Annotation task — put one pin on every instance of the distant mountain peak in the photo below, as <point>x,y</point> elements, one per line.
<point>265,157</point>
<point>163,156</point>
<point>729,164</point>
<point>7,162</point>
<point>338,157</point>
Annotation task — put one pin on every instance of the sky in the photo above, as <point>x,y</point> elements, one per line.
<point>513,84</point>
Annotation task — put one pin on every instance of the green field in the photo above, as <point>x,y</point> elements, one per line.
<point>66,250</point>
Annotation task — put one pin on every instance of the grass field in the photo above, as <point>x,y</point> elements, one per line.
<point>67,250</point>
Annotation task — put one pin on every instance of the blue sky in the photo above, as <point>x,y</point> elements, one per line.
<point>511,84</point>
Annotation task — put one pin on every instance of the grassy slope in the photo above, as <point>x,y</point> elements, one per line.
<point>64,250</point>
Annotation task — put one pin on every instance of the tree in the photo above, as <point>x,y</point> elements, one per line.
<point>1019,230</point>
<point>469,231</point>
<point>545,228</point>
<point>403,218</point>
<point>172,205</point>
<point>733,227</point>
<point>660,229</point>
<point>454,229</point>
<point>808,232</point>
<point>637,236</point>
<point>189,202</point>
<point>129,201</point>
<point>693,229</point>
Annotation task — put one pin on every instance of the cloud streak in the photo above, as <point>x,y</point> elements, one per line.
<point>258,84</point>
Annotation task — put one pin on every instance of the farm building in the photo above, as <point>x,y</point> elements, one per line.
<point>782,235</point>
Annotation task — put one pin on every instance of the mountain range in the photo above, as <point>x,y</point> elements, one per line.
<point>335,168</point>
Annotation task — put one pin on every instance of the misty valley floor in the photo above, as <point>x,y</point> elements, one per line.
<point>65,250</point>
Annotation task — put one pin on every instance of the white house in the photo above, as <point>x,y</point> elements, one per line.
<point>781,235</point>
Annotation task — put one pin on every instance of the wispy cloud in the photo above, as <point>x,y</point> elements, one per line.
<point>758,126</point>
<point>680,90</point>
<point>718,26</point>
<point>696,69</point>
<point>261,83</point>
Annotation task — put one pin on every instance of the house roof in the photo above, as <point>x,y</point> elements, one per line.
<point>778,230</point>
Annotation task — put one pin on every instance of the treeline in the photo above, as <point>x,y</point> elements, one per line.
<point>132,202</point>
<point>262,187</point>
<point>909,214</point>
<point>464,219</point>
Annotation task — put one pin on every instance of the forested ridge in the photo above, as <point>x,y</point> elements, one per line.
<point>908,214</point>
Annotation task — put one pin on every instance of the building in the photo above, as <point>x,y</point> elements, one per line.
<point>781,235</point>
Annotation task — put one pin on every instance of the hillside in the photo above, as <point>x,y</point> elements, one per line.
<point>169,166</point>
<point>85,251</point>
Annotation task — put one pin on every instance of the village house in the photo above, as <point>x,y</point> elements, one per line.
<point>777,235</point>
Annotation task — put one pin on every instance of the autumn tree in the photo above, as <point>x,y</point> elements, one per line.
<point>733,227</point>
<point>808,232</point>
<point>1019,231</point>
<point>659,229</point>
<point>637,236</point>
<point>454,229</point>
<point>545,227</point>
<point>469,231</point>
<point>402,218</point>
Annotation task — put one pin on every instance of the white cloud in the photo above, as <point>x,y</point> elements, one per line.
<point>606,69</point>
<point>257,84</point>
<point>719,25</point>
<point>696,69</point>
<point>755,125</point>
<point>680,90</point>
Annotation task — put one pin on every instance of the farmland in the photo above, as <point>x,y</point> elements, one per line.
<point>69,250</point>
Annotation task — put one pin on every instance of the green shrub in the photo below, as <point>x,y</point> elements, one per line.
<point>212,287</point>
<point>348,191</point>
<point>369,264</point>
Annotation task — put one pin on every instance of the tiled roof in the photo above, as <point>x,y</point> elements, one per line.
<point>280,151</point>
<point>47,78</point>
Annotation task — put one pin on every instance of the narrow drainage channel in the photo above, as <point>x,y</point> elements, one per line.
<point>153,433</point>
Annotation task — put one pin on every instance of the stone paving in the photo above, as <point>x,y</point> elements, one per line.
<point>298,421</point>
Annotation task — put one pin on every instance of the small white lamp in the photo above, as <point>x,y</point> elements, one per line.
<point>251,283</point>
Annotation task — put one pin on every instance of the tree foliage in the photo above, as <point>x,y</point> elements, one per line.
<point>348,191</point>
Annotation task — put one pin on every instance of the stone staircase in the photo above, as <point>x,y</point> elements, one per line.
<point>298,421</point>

*WHAT TO DO*
Your answer must be the full set of entries, copied exactly.

*OUTPUT OF THE EXERCISE*
Annotation task — put one pin on every instance of the distant mountain peak in the photo below, as <point>x,y</point> elements, one per line.
<point>265,157</point>
<point>163,156</point>
<point>729,164</point>
<point>7,162</point>
<point>338,157</point>
Annotation task — put one pin on every instance of the sky in the photo above, as <point>x,y</point> elements, one per line.
<point>513,84</point>
Annotation task — put one pin on every instance of the green field in the photo above, as <point>x,y</point> elements, one per line.
<point>66,250</point>
Annotation task — put one pin on every instance of the grass field in the photo above, as <point>x,y</point> elements, one per line.
<point>67,250</point>
Annotation task — put one pin on every instance of the blue sky in the photo above, as <point>x,y</point> elements, one per line.
<point>511,84</point>
Annotation task — put one pin on every instance of the grassy slope in the photo above, as <point>x,y</point> elements, one per line.
<point>64,250</point>
Annotation task — put one pin on every instance of the tree in the photo above, as <point>x,y</point> elements, one per line.
<point>1019,230</point>
<point>469,231</point>
<point>545,228</point>
<point>403,218</point>
<point>172,205</point>
<point>733,227</point>
<point>660,229</point>
<point>454,229</point>
<point>808,232</point>
<point>637,236</point>
<point>189,202</point>
<point>129,201</point>
<point>693,229</point>
Annotation task — put one pin on every instance of the cloud streak in the photo above, as <point>x,y</point> elements, one per line.
<point>258,84</point>
Annotation task — put one pin on every instance of the farm building in the photo above, as <point>x,y</point> elements, one per line.
<point>782,235</point>
Annotation task — put one pin on every instance of the mountain range in the photo above, as <point>x,y</point> elements, one per line.
<point>335,168</point>
Annotation task — put one pin on every instance of the misty valley floor in the photo above, as <point>x,y</point> elements, one per line.
<point>65,250</point>
Annotation task — put one pin on every instance of the white house in the photo above, as <point>x,y</point> elements, one per line.
<point>781,235</point>
Annotation task — put one pin on every instance of the wispy cloud in the photo above, as <point>x,y</point> elements, one per line.
<point>758,126</point>
<point>680,90</point>
<point>718,26</point>
<point>696,69</point>
<point>261,83</point>
Annotation task — put one pin on every instance of the house roof in the photo above, as <point>x,y</point> elements, one per line.
<point>778,230</point>
Annotation task — put one pin on every instance of the treeline in the photo above, as <point>x,y</point> elements, one per line.
<point>132,202</point>
<point>262,187</point>
<point>909,214</point>
<point>464,219</point>
Annotation task — put one pin on every instance of the forested ridge in the photo above, as <point>x,y</point> elements, one per line.
<point>908,214</point>
Annotation task — put one pin on every instance of the building in the photo above, as <point>x,y</point> elements, one per line.
<point>781,235</point>
Annotation task — put one pin on every instance of the hillside in the photo above, as <point>x,y</point> elements, one per line.
<point>169,166</point>
<point>85,251</point>
Annotation task — put one pin on every instance of the village house in the photo above, as <point>x,y</point> elements, one per line.
<point>777,235</point>
Annotation task — put one pin on every instance of the autumn tree in the photo above, as <point>x,y</point> elements, one per line.
<point>733,227</point>
<point>808,232</point>
<point>1019,231</point>
<point>659,229</point>
<point>637,236</point>
<point>454,229</point>
<point>545,227</point>
<point>469,231</point>
<point>402,218</point>
Annotation task — put one pin on every instance of the white cloud in the photo above, as <point>x,y</point> elements, one per line.
<point>606,69</point>
<point>257,84</point>
<point>719,25</point>
<point>696,69</point>
<point>755,125</point>
<point>680,90</point>
Annotation task — put one pin on every instance of the farmland in the photo above, as <point>x,y</point> elements, one per line.
<point>69,250</point>
Annotation task — put one pin on every instance of the green shrub in the photo below, as <point>x,y</point> elements, one per line.
<point>212,287</point>
<point>348,191</point>
<point>369,264</point>
Annotation task — put one pin on every instance of the tiled roof in the photo above, as <point>x,y</point> elements, one per line.
<point>280,151</point>
<point>47,78</point>
Annotation task — put one pin on every instance of the narrow drainage channel in the photo above, as <point>x,y</point> elements, one per line.
<point>153,433</point>
Annotation task — put one pin on every instance of the stone paving in the photo above, as <point>x,y</point> elements, one per line.
<point>298,421</point>
Annotation task — put one pin on every instance of the small white lamp in the photo above, as <point>x,y</point> elements, one per line.
<point>251,283</point>
Annotation task — put one pin on every instance of the tree foliage in the photo above, as <point>x,y</point> elements, one per line.
<point>348,191</point>
Annotation task — put one pin on every instance of the stone staircase in the photo above, as <point>x,y</point> elements, one per line.
<point>298,421</point>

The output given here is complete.